■ **Exercise prompt**
Where does the string "target" appear in the records? Copy each line that holds it.

Stored data entries

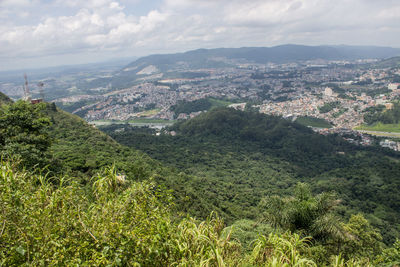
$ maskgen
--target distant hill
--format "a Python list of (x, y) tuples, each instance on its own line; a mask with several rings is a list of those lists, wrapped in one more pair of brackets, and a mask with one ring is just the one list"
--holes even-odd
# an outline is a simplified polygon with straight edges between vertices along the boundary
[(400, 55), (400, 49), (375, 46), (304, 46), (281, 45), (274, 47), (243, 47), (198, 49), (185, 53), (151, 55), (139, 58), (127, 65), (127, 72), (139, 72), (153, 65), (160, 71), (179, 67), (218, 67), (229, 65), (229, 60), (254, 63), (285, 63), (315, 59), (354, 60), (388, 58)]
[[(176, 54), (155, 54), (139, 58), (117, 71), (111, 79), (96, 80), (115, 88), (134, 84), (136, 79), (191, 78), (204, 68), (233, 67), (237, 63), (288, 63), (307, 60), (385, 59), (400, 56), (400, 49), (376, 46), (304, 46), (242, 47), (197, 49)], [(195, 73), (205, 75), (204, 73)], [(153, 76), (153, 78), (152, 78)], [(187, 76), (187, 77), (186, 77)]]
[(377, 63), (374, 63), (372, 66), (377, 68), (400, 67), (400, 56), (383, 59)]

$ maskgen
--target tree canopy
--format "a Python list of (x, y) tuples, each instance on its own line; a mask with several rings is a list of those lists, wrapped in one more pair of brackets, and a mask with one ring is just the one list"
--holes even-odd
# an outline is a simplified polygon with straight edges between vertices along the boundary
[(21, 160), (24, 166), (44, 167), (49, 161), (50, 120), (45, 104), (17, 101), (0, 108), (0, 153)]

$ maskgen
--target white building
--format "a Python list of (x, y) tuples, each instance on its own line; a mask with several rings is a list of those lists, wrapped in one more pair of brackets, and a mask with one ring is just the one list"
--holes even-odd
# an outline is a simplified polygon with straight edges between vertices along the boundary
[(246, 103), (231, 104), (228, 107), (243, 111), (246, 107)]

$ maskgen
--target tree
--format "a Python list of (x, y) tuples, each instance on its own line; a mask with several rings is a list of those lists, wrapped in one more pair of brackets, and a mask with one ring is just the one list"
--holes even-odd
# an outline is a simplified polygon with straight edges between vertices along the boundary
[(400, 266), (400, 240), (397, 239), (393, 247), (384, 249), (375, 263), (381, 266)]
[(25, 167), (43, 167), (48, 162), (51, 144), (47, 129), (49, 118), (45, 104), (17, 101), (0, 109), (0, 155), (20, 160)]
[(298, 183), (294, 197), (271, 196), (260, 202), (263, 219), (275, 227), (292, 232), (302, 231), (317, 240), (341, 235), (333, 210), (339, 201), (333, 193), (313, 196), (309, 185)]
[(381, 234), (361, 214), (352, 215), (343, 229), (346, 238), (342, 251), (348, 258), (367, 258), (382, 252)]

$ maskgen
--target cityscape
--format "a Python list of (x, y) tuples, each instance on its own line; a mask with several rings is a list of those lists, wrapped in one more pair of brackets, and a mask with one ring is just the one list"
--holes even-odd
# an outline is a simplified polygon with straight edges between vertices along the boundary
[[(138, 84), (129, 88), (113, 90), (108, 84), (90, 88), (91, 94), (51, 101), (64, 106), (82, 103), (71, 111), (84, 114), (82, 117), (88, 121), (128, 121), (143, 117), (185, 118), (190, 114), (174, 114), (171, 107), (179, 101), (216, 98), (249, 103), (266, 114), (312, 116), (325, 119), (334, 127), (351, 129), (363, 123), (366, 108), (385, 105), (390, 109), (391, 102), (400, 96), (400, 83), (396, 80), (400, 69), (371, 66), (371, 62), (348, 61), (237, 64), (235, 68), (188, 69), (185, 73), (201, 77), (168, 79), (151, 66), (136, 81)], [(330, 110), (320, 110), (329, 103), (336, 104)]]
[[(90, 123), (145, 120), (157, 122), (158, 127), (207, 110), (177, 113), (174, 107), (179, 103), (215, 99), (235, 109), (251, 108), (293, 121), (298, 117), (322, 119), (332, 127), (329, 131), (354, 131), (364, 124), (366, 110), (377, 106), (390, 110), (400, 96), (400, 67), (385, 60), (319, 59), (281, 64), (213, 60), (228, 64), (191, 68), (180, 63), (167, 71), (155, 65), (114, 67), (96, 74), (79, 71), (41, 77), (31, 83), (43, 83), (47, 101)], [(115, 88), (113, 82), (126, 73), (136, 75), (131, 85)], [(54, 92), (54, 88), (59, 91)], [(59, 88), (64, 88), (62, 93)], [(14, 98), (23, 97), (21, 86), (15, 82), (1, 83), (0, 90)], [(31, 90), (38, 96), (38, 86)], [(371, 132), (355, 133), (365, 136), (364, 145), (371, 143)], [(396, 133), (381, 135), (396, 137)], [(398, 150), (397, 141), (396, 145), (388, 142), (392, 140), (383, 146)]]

■ **Solution below**
--target distant hill
--target tree canopy
--target white building
--target tree
--target cityscape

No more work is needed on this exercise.